## Work instructions
Render each line of the records below as a Markdown table with the columns Row and Line. Number the rows in order and leave out blank lines.

## Listed records
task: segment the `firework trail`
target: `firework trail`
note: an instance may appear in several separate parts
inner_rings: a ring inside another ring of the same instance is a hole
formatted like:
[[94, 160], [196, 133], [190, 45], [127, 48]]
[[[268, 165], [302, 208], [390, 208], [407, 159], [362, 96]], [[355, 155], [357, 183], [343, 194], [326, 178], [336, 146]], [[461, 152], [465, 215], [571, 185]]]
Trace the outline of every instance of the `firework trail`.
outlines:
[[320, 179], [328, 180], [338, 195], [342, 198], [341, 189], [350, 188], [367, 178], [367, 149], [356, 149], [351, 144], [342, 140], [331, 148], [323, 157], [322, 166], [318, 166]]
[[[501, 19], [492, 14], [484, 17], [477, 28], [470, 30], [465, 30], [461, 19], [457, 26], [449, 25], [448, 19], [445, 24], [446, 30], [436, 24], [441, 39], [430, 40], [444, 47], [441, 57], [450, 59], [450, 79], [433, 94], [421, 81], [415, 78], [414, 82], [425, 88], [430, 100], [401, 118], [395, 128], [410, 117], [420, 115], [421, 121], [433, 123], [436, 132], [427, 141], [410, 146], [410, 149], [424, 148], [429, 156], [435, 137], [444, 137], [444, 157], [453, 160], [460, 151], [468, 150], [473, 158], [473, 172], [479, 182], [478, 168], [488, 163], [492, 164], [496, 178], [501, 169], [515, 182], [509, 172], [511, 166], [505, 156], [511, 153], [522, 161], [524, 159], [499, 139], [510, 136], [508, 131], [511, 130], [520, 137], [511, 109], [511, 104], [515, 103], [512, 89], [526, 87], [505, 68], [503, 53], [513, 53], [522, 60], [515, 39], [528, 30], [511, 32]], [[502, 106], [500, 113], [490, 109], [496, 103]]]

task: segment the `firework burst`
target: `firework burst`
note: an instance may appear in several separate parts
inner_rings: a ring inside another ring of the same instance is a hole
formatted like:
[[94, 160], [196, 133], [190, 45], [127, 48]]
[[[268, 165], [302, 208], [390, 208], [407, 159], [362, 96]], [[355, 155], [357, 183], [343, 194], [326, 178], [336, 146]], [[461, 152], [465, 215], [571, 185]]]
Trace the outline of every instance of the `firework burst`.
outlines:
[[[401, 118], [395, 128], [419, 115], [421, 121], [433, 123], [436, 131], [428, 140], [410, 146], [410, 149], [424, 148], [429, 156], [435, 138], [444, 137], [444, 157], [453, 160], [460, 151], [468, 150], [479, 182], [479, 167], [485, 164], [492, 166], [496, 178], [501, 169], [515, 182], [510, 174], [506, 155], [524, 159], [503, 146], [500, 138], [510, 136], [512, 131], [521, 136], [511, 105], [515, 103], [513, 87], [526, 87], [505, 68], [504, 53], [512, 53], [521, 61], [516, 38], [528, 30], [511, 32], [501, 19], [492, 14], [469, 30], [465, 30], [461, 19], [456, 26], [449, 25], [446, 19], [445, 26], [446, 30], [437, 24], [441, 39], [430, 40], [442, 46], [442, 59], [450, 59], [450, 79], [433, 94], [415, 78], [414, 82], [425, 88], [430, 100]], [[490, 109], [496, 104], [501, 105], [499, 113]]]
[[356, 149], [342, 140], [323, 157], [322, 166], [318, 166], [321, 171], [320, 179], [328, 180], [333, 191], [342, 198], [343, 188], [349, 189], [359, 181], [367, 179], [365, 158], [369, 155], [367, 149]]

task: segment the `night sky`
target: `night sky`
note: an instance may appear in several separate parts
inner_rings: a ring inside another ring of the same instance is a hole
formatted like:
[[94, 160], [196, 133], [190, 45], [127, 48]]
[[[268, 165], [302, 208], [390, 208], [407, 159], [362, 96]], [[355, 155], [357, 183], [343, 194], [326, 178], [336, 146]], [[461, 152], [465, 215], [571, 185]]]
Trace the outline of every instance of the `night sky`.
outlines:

## Correct answer
| Row | Line |
|---|---|
| 1 | task: segment the `firework trail` |
| 2 | target: `firework trail` |
| 3 | note: an instance may appear in several separate parts |
| 4 | inner_rings: a ring inside another ring of the same instance is a hole |
| 5 | formatted like: |
| 6 | [[94, 160], [196, 133], [190, 45], [127, 48]] |
| 7 | [[[268, 165], [302, 208], [390, 208], [407, 159], [362, 96]], [[355, 155], [357, 183], [343, 194], [326, 178], [336, 146]], [[461, 152], [465, 215], [571, 185]]] |
| 8 | Trace the outline of every instance of the `firework trail`. |
| 9 | outlines: |
| 10 | [[320, 179], [328, 180], [338, 195], [342, 198], [341, 189], [350, 188], [367, 178], [367, 149], [356, 149], [351, 144], [342, 140], [331, 148], [323, 157], [322, 166], [318, 166]] |
| 11 | [[[501, 19], [492, 14], [484, 17], [477, 28], [470, 30], [465, 30], [461, 19], [457, 26], [449, 25], [448, 19], [445, 24], [446, 30], [436, 24], [441, 39], [430, 40], [444, 47], [441, 57], [450, 59], [450, 79], [433, 94], [421, 81], [415, 78], [414, 82], [425, 88], [430, 100], [401, 118], [395, 128], [410, 117], [420, 115], [421, 121], [433, 123], [436, 132], [427, 141], [410, 146], [410, 149], [424, 148], [429, 156], [435, 137], [444, 137], [444, 157], [453, 160], [460, 151], [468, 150], [473, 158], [473, 172], [479, 182], [478, 168], [488, 163], [492, 164], [496, 178], [501, 169], [515, 182], [509, 172], [511, 166], [505, 156], [511, 153], [522, 161], [524, 159], [499, 139], [510, 136], [508, 131], [511, 130], [520, 137], [511, 109], [511, 104], [515, 103], [512, 89], [526, 87], [505, 68], [503, 53], [513, 53], [522, 60], [515, 39], [528, 30], [511, 32]], [[502, 106], [500, 113], [490, 109], [496, 103]]] |
| 12 | task: segment the `firework burst` |
| 13 | target: `firework burst` |
| 14 | note: an instance may appear in several separate parts |
| 15 | inner_rings: a ring inside another ring of the same instance is a hole |
| 16 | formatted like: |
| 17 | [[94, 160], [196, 133], [190, 45], [127, 48]] |
| 18 | [[[268, 165], [302, 208], [390, 208], [407, 159], [362, 96]], [[355, 155], [357, 183], [343, 194], [326, 178], [336, 146]], [[461, 152], [465, 215], [571, 185]]] |
| 19 | Trace the outline of every instance of the `firework burst`. |
| 20 | outlines: |
| 21 | [[[401, 118], [395, 128], [419, 115], [421, 121], [433, 123], [436, 131], [428, 140], [410, 146], [410, 149], [424, 148], [429, 156], [435, 138], [444, 137], [444, 157], [453, 160], [460, 151], [468, 150], [479, 182], [479, 167], [485, 164], [492, 166], [496, 178], [501, 169], [515, 182], [510, 174], [506, 155], [524, 159], [503, 146], [500, 138], [510, 136], [512, 131], [521, 136], [511, 105], [515, 103], [513, 87], [526, 87], [505, 68], [504, 53], [512, 53], [521, 61], [516, 38], [528, 30], [511, 32], [501, 19], [492, 14], [469, 30], [465, 30], [461, 19], [456, 26], [449, 25], [446, 19], [445, 26], [446, 30], [437, 24], [441, 39], [430, 40], [442, 46], [442, 59], [450, 59], [450, 79], [433, 94], [415, 78], [414, 82], [425, 88], [430, 100]], [[490, 109], [496, 104], [501, 105], [499, 113]]] |
| 22 | [[356, 149], [342, 140], [323, 157], [322, 166], [318, 166], [321, 171], [320, 179], [328, 180], [333, 191], [342, 198], [343, 188], [349, 189], [359, 181], [367, 179], [365, 158], [369, 155], [367, 149]] |
| 23 | task: segment the `night sky` |
| 24 | target: `night sky` |
| 25 | note: an instance may appear in several separate parts |
| 26 | inner_rings: a ring inside another ring of the same instance is a hole |
| 27 | formatted like: |
| 28 | [[94, 160], [196, 133], [190, 45], [127, 48]] |
| 29 | [[[268, 165], [302, 208], [390, 208], [407, 159], [362, 96]], [[355, 155], [357, 183], [343, 194], [326, 178], [336, 146]], [[461, 152], [465, 215], [571, 185]]] |
| 30 | Trace the outline of every instance of the `night sky`. |
| 31 | outlines: |